───── TEXTE DE DÉPART

The Expanse : Review (sans spoilers) des trois premiers épisodes de la saison 5

Date : 15 / 12 / 2020 à 15h00
Sources :

Unification


RPG (jeu de rôle) créé par Ty Franck (assistant de GRR Martin sur A Song Of Ice And Fire) à l’origine (i.e. au début des années 2000), élevé à partir de 2011 en vaste cycle de SF littéraire sous la plume de James SA Corey (pseudonyme pluriel des romanciers américains Daniel Abraham et Tyler Corey Franck), puis adapté en 2015 par Mark Fergus et Hawk Ostby (Children Of Men et Iron Man) en série télévisée américano-canadienne... quant à elle showrunnée par le vétéran du Star Trek bermanien Naren Shankar (Star Trek The Next Generation, Farscape, et CSI), annulée en 2018 par SyFy avant d’être miraculeusement repêchée en 2019 par le big boss d’Amazon en personne (Jeff Bezos) qui en était fan, pour finalement connaître une nouvelle vie en SVOD sur Prime Video à partir de sa quatrième saison... The Expanse incarne sans aucun doute ce que le "petit" écran a été capable d’engendrer de plus ambitieux et de plus cohérent en (hard) science-fiction (space opera) depuis les disparitions respectives en 2011 de la fascinantissime Stargate Universe, en 2009 de la cultissime Battlestar Galactica, et en 2005 de la génialissime Star Trek Enterprise.

Sises au 24ème siècle, les trois premières saisons de The Expanse avaient composé une toile exo-sociologique d’une infinie complexité à l’échelle des nombreuses colonies humaines au sein du système solaire, confrontées à l’impact d’une protomolécule alien, et d’où émergea la découverte du Ring network (un réseau de 1 373 trous de vers artificiels permettant de voyager en FTL à travers l’univers).
La quatrième saison est venue clore ce premier cycle en ajoutant une composante exploratoire avec l’établissement conflictuel de la toute première colonie humaine sur une exoplanète (accessible via le Ring Network), à savoir Ilus IV alias New Terra, qui s’est avérée abriter une gigantesque technostructure (depuis son sous-sol digne de Forbidden Planet jusqu’à ses treize lunes disposées régulièrement en anneau) vraisemblablement créée il y a deux milliards d’années par les très puissants Ring Builders, quant à eux mystérieusement anéantis par une force alien inconnue.

Inutile donc de préciser que cette cinquième saison était attendue avec impatience, d’autant plus qu’elle est supposée entamer un second cycle dans l’univers de James Corey, en adaptant peu ou prou le cinquième opus littéraire, Nemesis Games (Les jeux de Némésis), sachant que huit tomes sont déjà sortis (et que le neuvième doit paraître en 2021).

Dans la mesure où cette critique précède de 24 heures la sortie sur Amazon Prime Video des trois premiers épisodes de la saison 5, elle ne sera pas exhaustive, faisant l’économie de tout véritable spoiler pour ne pas ruiner le plaisir du binge watching.

──────────

## TRAVAIL À FAIRE
A. Relevez toutes les séries que la critique de The Expanse cite comme disparues, chacune avec son année de disparition.
B. Reproduisez le passage de la critique de The Expanse qui s'ouvre sur les mots contenant "Inutile donc de" et se ferme sur "paraître en 2021).".
Les lignes qui suivent n'entrent pas en compte.

───── DONNÉES FOURNIES

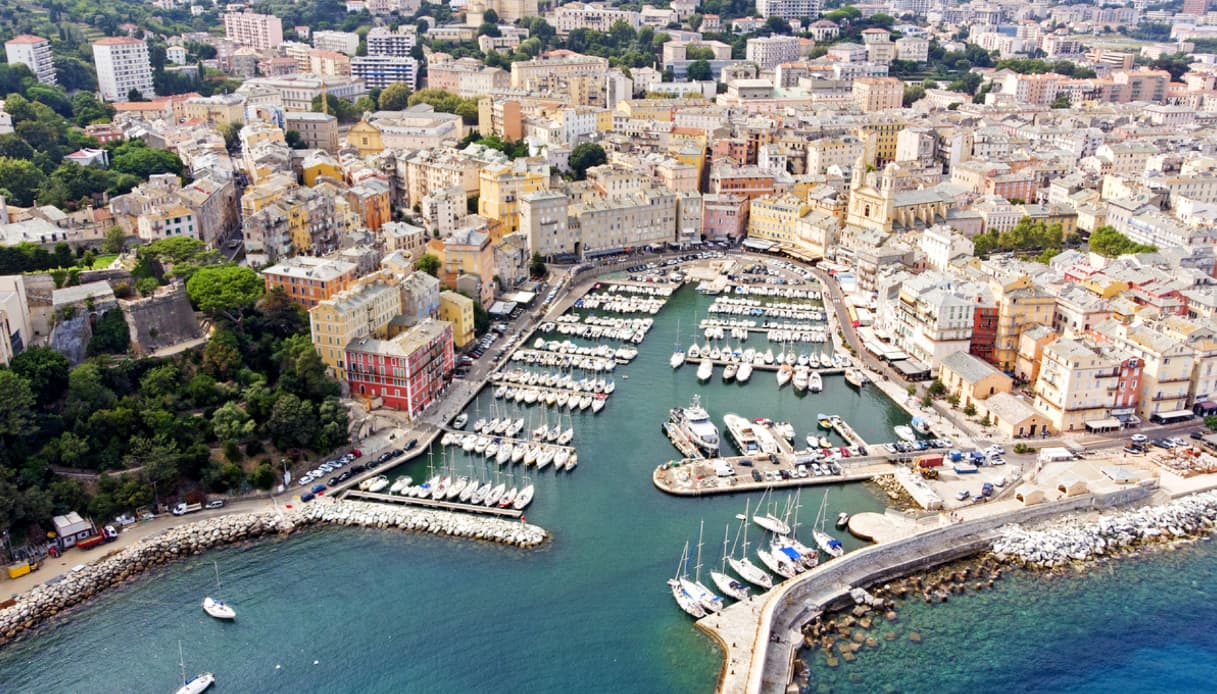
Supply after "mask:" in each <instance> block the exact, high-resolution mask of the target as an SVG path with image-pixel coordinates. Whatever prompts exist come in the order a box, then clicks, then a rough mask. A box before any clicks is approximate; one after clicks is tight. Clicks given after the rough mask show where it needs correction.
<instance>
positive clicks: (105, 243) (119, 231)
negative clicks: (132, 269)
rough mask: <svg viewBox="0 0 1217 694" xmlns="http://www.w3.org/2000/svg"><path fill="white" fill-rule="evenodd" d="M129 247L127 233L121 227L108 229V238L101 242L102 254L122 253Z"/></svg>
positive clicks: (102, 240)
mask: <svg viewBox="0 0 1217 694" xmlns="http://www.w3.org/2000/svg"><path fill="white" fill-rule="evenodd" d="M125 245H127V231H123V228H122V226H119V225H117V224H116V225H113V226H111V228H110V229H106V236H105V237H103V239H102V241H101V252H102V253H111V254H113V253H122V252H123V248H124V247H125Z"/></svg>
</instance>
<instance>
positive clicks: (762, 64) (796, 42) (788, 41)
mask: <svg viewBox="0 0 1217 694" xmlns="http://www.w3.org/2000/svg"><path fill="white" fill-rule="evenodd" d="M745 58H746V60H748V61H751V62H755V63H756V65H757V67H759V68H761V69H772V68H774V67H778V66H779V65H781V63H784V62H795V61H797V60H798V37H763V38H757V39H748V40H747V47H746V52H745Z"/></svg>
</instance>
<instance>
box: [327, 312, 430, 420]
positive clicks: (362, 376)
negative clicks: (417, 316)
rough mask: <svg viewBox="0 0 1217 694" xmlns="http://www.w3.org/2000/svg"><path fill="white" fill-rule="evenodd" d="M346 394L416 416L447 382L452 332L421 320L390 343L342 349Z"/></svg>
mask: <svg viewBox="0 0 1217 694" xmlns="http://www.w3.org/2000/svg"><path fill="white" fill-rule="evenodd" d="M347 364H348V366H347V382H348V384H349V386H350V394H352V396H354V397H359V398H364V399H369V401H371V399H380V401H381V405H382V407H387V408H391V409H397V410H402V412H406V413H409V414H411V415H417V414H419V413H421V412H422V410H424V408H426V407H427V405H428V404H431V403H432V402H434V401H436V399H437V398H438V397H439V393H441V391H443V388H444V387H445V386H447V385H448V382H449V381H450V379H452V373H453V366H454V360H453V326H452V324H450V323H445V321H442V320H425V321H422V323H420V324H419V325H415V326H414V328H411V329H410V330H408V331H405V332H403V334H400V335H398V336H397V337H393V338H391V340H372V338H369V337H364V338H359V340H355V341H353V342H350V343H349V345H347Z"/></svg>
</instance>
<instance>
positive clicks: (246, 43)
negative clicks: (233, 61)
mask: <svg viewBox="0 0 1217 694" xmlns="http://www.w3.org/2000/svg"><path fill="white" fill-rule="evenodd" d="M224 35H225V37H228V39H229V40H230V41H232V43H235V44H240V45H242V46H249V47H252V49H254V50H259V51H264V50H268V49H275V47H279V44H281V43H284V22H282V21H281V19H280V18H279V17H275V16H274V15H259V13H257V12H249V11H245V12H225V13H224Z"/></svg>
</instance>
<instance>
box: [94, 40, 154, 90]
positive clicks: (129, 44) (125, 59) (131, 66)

──────────

## CORRIGÉ PAR TÂCHE
A. Stargate Universe (2011), Battlestar Galactica (2009), Star Trek Enterprise (2005)

B.
Inutile donc de préciser que cette cinquième saison était attendue avec impatience, d’autant plus qu’elle est supposée entamer un second cycle dans l’univers de James Corey, en adaptant peu ou prou le cinquième opus littéraire, Nemesis Games (Les jeux de Némésis), sachant que huit tomes sont déjà sortis (et que le neuvième doit paraître en 2021).